WHAT YOU SHOULD DO:
Lines below that include the word "flat" should each be copied.

DATA SUPPLIED:
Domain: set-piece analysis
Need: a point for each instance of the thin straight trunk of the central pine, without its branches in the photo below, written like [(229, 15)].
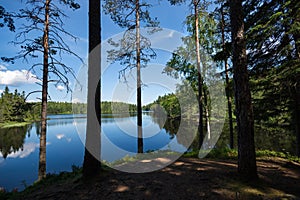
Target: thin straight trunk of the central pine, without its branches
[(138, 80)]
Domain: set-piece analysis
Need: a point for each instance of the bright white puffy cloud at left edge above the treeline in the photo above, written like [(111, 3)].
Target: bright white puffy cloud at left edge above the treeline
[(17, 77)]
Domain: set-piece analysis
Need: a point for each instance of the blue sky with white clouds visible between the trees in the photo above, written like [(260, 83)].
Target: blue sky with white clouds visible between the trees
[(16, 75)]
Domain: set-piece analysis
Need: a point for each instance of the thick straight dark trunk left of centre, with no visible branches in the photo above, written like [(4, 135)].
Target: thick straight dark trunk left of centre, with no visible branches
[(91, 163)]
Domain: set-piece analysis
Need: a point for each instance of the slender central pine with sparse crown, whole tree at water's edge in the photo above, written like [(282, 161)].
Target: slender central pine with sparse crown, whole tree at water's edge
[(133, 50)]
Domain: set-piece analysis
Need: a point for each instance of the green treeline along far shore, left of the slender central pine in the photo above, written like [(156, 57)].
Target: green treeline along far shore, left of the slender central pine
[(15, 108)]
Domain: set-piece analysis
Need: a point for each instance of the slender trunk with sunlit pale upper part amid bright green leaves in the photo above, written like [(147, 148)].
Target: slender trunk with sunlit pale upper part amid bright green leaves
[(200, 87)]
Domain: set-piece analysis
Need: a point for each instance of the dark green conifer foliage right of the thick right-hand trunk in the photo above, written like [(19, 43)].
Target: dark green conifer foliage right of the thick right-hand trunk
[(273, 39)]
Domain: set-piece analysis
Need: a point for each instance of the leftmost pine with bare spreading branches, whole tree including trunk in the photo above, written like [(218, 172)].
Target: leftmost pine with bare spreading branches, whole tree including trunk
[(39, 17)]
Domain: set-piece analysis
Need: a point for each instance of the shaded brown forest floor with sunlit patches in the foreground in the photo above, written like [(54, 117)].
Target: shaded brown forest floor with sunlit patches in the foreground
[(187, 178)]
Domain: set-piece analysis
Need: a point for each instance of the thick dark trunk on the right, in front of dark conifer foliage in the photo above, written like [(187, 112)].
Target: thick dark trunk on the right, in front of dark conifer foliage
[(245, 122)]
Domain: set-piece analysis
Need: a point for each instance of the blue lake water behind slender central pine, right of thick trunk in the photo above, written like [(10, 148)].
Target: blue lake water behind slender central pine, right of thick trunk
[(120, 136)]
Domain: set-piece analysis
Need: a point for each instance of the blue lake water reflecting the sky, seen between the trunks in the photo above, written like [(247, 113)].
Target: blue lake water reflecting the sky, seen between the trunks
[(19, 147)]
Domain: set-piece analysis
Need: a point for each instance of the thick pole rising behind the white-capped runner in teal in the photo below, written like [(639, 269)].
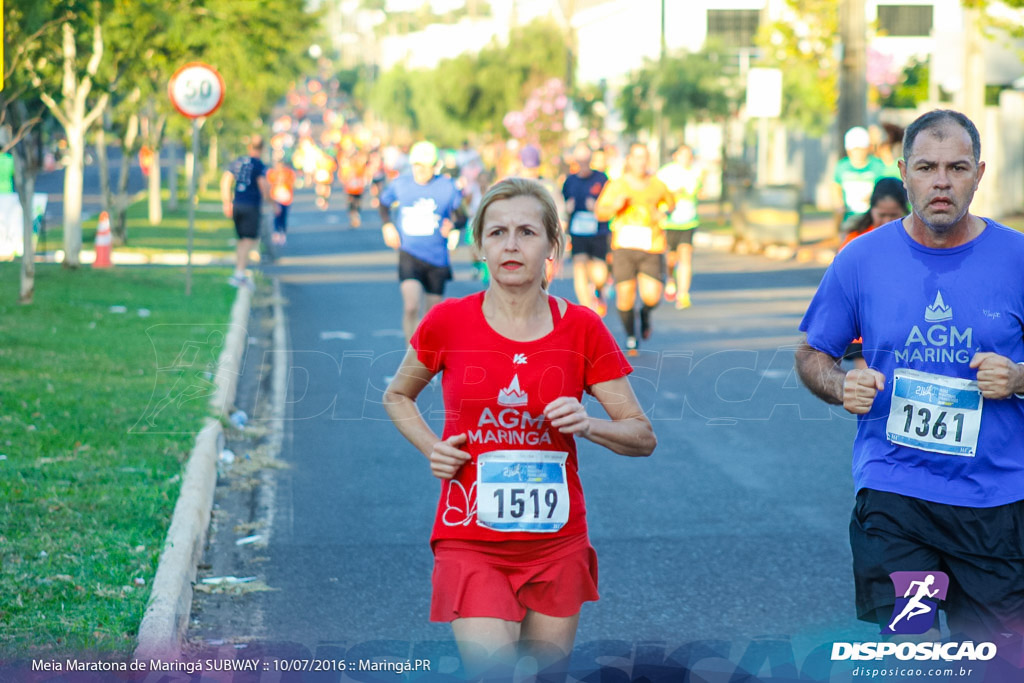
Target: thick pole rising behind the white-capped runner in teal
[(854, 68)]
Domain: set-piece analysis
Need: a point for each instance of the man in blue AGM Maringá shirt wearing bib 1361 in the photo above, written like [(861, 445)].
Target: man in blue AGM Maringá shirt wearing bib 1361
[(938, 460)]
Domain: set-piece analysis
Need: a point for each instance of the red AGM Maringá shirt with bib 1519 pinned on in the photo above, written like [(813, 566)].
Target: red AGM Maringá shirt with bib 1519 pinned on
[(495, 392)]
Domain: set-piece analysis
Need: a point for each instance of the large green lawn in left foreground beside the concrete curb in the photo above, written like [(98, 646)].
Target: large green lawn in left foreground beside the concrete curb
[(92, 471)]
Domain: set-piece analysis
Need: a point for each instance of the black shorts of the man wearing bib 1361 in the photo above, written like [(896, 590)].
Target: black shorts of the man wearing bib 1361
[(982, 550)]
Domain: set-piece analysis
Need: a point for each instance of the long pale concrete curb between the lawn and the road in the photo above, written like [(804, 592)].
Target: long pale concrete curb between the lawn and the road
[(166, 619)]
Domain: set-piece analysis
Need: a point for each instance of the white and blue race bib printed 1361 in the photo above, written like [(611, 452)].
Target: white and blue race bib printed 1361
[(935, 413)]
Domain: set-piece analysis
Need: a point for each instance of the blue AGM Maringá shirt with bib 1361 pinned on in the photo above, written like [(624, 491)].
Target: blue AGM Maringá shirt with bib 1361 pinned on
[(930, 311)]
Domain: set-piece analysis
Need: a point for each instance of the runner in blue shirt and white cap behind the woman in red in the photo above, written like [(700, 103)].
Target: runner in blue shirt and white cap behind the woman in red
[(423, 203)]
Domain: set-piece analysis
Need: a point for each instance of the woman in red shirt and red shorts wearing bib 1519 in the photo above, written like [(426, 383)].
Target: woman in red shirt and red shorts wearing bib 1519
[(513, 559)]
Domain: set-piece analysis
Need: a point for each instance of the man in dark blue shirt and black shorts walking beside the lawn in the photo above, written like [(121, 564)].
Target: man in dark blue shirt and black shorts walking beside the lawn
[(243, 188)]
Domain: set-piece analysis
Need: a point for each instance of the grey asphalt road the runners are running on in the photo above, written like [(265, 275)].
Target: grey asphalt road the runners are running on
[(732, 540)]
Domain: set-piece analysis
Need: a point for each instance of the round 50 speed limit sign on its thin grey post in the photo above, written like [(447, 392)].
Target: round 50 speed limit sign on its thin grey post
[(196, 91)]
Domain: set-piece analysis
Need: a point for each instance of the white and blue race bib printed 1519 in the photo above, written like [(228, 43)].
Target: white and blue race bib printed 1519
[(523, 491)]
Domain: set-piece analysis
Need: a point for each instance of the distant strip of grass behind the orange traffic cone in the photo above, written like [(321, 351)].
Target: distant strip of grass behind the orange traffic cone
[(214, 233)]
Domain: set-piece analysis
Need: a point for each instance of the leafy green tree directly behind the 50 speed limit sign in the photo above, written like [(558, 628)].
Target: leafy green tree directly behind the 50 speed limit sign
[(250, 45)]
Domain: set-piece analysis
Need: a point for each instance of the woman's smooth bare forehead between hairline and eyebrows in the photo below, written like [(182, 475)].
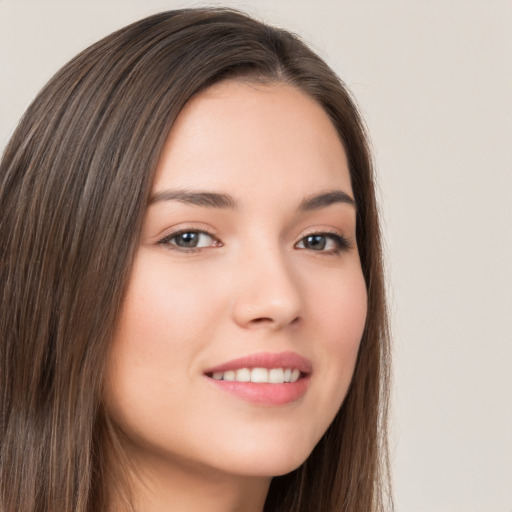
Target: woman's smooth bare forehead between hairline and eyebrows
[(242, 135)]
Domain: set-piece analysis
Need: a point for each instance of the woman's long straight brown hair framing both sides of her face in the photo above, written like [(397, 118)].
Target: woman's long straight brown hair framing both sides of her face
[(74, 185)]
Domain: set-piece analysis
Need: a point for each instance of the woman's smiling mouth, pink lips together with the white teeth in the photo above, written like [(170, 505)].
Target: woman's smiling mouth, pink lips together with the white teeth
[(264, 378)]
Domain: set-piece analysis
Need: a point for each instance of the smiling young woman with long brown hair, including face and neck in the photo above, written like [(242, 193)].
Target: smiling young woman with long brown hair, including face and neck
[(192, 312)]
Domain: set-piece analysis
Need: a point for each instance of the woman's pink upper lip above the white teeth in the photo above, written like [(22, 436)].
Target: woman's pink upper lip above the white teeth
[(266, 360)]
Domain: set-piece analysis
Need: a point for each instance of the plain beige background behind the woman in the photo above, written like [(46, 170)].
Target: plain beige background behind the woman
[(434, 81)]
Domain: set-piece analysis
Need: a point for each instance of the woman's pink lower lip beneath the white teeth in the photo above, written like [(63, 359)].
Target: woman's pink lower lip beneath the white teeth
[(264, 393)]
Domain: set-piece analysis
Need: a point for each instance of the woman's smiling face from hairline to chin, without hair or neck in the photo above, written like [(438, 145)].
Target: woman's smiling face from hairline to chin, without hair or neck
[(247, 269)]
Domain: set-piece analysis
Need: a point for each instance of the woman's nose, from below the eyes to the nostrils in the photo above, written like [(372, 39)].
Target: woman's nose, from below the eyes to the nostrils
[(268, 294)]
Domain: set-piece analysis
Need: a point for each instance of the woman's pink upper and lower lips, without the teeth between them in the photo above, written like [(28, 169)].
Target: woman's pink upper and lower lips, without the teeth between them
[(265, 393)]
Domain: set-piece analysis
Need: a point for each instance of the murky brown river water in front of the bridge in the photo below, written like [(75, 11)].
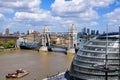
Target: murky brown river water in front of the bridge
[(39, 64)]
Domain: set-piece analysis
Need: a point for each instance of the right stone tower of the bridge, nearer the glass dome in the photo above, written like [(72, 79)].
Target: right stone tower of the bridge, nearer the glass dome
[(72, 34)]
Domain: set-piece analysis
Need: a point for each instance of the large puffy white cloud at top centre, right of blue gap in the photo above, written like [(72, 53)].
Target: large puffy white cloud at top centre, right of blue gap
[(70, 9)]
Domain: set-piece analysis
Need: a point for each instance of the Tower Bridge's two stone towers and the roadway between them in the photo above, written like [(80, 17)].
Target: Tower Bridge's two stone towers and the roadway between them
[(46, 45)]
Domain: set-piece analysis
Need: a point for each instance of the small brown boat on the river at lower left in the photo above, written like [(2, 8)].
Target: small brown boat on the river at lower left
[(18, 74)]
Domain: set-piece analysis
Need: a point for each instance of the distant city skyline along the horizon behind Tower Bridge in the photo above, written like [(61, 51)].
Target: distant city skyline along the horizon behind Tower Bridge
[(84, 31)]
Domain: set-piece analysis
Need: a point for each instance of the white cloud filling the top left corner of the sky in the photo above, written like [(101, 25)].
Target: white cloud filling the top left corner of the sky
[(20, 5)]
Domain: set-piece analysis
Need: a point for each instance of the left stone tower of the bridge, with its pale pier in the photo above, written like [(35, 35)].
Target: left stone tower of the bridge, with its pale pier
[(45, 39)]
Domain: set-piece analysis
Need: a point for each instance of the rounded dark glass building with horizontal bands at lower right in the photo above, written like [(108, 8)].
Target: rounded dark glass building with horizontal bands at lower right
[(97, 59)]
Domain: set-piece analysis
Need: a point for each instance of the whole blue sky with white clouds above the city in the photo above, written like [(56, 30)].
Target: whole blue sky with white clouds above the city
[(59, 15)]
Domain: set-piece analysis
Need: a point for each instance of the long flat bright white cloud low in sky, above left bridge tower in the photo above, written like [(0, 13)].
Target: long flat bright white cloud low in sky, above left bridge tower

REPLY:
Need: a point for each instance of the long flat bright white cloud low in sky, above left bridge tower in the photo above, written like [(0, 13)].
Target: long flat bright white cloud low in sky, above left bridge tower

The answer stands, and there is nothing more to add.